The input -
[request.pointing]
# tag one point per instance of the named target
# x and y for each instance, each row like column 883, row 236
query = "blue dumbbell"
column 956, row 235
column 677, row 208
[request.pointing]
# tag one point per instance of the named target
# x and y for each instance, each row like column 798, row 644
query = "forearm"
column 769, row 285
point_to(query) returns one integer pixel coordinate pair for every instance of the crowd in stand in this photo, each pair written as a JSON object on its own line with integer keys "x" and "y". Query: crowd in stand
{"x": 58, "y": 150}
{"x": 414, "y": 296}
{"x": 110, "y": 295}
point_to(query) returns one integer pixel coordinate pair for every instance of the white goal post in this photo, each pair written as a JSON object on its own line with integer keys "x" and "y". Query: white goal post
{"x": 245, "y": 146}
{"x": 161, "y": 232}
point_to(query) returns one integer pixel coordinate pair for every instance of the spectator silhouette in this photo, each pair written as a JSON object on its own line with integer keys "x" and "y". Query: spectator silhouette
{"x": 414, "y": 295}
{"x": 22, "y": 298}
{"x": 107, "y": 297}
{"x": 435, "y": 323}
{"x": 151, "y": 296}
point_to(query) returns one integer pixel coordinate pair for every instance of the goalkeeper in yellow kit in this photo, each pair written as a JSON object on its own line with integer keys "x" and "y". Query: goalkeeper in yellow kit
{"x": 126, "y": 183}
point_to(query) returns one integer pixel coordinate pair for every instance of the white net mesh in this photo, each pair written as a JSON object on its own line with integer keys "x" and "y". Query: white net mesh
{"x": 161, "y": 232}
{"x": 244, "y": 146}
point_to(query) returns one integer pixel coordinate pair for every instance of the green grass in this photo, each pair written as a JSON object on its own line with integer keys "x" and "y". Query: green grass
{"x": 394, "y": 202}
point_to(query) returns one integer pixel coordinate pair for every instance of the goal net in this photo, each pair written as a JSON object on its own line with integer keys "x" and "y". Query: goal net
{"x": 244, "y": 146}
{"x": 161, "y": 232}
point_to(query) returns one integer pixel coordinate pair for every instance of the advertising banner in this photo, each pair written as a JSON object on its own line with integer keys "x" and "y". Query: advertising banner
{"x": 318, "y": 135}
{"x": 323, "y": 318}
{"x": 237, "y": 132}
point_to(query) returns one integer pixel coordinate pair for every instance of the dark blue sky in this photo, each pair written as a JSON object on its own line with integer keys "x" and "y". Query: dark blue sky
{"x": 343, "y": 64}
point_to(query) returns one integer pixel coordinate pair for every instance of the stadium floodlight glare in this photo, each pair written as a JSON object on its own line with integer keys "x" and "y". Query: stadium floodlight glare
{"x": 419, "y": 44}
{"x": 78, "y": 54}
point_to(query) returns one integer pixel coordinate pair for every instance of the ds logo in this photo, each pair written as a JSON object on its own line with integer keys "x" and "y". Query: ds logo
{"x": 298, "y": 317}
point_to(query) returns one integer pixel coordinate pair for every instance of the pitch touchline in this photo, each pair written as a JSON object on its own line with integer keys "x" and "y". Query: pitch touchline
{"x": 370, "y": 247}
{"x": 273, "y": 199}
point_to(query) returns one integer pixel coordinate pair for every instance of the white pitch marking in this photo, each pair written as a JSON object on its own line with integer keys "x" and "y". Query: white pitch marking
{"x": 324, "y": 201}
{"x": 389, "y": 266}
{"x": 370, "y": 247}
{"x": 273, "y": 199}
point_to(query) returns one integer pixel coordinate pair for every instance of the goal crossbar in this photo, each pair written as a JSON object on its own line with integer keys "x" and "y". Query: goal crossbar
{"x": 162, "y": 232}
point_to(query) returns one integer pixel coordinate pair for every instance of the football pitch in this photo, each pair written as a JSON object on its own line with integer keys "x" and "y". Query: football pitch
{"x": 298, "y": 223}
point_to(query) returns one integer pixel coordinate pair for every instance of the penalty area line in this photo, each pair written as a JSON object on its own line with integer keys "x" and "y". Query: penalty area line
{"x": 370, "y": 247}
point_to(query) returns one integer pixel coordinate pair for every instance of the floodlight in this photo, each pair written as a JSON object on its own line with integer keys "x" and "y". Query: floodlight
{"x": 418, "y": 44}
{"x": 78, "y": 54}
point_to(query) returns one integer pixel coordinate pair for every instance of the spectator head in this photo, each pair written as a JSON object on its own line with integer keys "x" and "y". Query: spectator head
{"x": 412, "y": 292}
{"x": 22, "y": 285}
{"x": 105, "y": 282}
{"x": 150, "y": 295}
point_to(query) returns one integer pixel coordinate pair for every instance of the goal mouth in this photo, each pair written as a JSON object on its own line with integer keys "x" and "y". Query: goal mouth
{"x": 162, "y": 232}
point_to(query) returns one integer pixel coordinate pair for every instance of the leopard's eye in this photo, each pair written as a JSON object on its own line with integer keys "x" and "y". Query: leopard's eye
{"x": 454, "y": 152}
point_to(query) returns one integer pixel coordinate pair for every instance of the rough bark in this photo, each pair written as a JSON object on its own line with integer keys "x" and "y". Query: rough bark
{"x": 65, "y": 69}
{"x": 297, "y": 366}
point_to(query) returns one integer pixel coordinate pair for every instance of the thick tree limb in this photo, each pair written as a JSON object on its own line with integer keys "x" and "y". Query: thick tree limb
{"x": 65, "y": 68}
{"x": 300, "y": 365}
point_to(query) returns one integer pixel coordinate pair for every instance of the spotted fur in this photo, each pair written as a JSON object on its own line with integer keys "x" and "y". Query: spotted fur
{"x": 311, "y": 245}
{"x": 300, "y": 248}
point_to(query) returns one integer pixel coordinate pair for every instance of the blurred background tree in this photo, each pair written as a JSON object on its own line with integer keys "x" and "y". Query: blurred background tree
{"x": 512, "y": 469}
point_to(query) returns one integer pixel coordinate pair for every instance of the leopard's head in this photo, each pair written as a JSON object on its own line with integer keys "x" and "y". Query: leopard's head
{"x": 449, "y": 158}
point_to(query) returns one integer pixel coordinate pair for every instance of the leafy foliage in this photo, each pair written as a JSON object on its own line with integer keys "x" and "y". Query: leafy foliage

What is required - Please copy the lines above word for word, beginning with the very first one and stopping after the line that contains "column 769, row 285".

Response to the task -
[request.pointing]
# tag one point per instance of the named target
# x and y for each instance, each row like column 883, row 236
query = "blue dumbbell"
column 956, row 235
column 677, row 208
[request.pointing]
# tag one point per instance of the named target
# x and y for each instance, each row like column 798, row 644
query = "forearm"
column 769, row 285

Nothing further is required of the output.